> TAREFA PROPOSTA 1: Troque "photo" por "image" nos registros, começando na linha que contém "For the mapping pass, tag each instance of the fallen" e terminando no fim dos registros, e mantenha todo o resto igual. Deixe as imagens fora da resposta.

> TEXTO FORNECIDO:
========

Segundo LÔBO (2010), esse princípio jurídico não se confundiria com o mero afeto, fato psicológico, anímico, sentimento de amizade ou amor, sendo um direito e um dever imposto de forma permanente, mesmo que implicitamente pela Constituição Federal, aos pais em relação aos filhos e destes em relação àqueles, ainda que haja desamor ou desafeição entre eles e se tornaria inexigível apenas com o falecimento de um deles ou com a perda do poder familiar. Seria a justificativa para afastar o errôneo pensamento de o poder público interferir na seara privada e obrigar a amar alguém.
Conquanto não haja a exigência expressa da assistência afetiva no Direito brasileiro, o julgador irá apreciar tal questão se utilizando da força normativa das leis e princípios que se passa a comentar, afinal o juiz não pode se eximir de julgar por uma omissão legal, devendo fazer uso inclusive da analogia, dos costumes e dos princípios gerais de direito conforme dispõe o art. 4º da Lei de Introdução ao Código Civil (LICC).
2 ASPECTOS LEGAIS
Desde a promulgação da Carta da República em 1988, a afetividade se transformou em princípio implícito que, mesmo assim, tem força normativa e vem ganhando importância no âmbito jurídico brasileiro desencadeando a ampliação do conceito de família como se nota na equiparação entre paternidade biológica e a afetiva, em desfavor da antiga predominância da primeira. É o que preceituam os arts. 226 e 227 da Carta Magna.
A mudança do que se entende por afetividade se deve à evolução da própria sociedade e do conceito de família com reflexos positivos para a doutrina e a jurisprudência. Essas transformações desencadearam interesse quanto ao assunto que passou a ser um princípio específico para o Direito de Família.

========

> REGISTROS FORNECIDOS:
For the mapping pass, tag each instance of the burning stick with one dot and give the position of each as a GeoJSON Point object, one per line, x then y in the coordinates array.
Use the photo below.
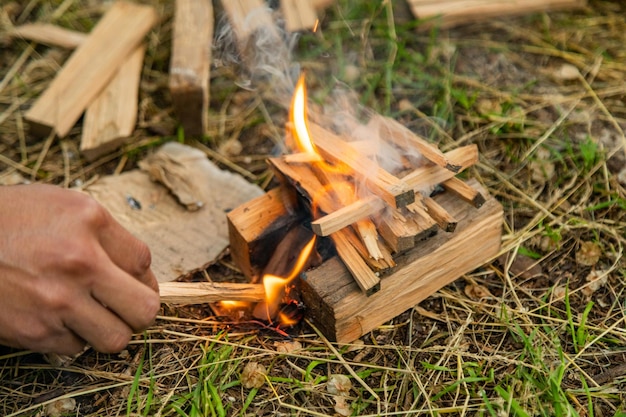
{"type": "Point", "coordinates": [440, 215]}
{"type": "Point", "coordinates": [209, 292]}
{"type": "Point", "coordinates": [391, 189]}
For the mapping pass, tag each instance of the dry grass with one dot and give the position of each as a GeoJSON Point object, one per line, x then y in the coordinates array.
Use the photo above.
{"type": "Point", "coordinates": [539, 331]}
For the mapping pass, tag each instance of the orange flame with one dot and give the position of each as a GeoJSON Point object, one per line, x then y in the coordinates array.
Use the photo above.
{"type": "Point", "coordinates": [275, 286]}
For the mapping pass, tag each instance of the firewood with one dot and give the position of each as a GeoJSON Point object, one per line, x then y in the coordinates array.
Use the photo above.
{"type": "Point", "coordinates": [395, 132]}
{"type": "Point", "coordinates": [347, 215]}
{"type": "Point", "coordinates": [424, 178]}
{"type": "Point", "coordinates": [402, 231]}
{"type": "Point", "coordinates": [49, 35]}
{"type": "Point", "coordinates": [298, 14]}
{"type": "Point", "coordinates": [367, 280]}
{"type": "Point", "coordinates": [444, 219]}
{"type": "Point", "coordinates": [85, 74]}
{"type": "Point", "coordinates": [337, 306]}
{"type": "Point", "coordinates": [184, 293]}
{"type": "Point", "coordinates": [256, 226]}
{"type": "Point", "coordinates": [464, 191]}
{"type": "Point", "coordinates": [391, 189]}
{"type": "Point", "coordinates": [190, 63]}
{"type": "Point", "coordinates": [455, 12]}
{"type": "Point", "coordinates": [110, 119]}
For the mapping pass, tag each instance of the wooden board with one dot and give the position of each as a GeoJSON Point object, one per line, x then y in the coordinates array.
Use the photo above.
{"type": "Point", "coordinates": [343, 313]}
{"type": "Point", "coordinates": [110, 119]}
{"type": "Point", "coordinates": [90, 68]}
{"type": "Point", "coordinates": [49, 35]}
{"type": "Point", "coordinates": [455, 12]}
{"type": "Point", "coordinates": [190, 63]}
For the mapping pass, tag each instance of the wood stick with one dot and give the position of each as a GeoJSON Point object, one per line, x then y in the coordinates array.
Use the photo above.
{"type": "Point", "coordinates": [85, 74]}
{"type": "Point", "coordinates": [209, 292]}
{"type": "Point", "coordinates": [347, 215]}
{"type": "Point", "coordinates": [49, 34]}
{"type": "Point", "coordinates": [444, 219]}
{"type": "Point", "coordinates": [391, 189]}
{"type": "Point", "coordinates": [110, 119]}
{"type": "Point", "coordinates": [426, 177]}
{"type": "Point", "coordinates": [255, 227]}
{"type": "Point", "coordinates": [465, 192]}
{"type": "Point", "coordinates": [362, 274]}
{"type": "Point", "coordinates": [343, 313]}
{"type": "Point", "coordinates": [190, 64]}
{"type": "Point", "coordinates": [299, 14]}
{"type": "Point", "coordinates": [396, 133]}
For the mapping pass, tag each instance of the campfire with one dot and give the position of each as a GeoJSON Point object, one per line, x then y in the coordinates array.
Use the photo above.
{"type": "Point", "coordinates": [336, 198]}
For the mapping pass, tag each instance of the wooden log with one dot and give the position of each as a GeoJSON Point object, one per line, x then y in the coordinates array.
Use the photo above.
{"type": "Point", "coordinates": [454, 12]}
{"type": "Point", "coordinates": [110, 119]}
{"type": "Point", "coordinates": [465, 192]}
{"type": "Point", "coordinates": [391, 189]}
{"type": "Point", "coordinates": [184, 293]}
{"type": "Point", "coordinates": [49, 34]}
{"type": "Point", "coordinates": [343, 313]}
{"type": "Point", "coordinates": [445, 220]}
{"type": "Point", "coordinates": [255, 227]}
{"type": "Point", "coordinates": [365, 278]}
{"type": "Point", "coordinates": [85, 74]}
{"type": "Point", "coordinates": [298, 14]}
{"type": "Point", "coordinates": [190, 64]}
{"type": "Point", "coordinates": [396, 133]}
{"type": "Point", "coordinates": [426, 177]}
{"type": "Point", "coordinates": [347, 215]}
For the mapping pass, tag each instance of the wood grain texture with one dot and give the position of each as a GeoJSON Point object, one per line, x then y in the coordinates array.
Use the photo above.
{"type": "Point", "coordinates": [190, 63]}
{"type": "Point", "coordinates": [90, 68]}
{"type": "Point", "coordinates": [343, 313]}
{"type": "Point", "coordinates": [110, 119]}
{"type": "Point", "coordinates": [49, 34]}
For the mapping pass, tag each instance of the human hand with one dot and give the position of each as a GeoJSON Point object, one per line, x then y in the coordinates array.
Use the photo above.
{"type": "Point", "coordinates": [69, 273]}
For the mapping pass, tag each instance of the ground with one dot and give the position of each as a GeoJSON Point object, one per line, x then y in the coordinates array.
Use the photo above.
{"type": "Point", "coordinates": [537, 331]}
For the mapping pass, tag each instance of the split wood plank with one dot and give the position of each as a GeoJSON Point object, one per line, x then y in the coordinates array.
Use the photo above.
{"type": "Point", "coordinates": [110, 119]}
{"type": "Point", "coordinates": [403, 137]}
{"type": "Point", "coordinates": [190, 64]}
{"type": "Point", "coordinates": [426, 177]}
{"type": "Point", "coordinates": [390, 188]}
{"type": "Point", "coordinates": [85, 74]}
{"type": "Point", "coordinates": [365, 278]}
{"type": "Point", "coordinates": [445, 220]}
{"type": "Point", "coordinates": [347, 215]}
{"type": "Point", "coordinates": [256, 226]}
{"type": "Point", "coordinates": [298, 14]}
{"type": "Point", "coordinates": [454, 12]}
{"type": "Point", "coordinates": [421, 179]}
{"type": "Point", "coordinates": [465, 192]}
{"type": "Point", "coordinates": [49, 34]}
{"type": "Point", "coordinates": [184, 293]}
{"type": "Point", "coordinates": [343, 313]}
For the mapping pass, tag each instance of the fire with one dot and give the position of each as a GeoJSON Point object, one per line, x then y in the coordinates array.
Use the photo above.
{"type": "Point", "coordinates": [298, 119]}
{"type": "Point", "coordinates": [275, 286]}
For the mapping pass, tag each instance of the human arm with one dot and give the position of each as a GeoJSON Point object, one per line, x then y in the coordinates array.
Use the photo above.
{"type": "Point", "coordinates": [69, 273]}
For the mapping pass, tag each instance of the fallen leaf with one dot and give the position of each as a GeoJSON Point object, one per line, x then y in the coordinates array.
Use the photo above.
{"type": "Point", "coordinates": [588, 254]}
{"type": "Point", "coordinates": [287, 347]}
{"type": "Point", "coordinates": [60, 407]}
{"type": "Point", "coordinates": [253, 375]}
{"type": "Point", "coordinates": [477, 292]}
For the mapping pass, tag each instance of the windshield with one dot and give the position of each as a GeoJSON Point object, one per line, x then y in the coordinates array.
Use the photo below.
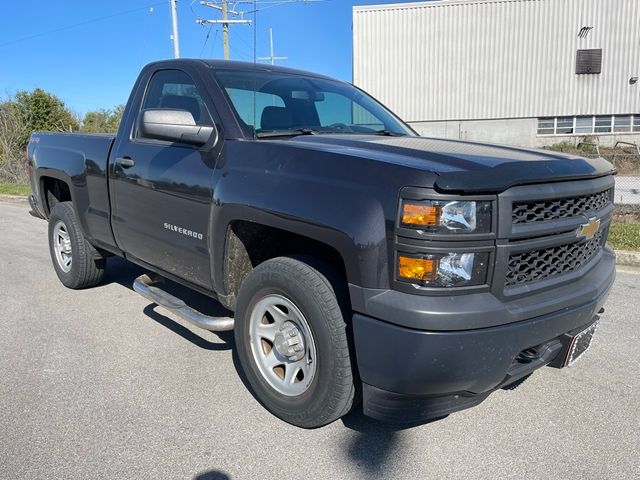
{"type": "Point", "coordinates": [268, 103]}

========

> TAREFA PROPOSTA 2: Traduza para o inglês a seguinte frase do texto sobre afetividade no Direito de Família: "A mudança do que se entende por afetividade se deve à evolução da própria sociedade e do conceito de família com reflexos positivos para a doutrina e a jurisprudência."

> RESPOSTA 1:
For the mapping pass, tag each instance of the fallen leaf with one dot and give the position of each as a GeoJSON Point object, one per line, x then y in the coordinates array.
Use the image above.
{"type": "Point", "coordinates": [588, 254]}
{"type": "Point", "coordinates": [287, 347]}
{"type": "Point", "coordinates": [60, 407]}
{"type": "Point", "coordinates": [253, 375]}
{"type": "Point", "coordinates": [477, 292]}
For the mapping pass, tag each instance of the windshield with one dot and give the position of each as a GeoJSON Point object, one per line, x then y in the coordinates array.
Use the image below.
{"type": "Point", "coordinates": [268, 103]}

> RESPOSTA 2: The change in what is understood as affectivity is due to the evolution of society itself and of the concept of family, with positive effects on legal doctrine and case law.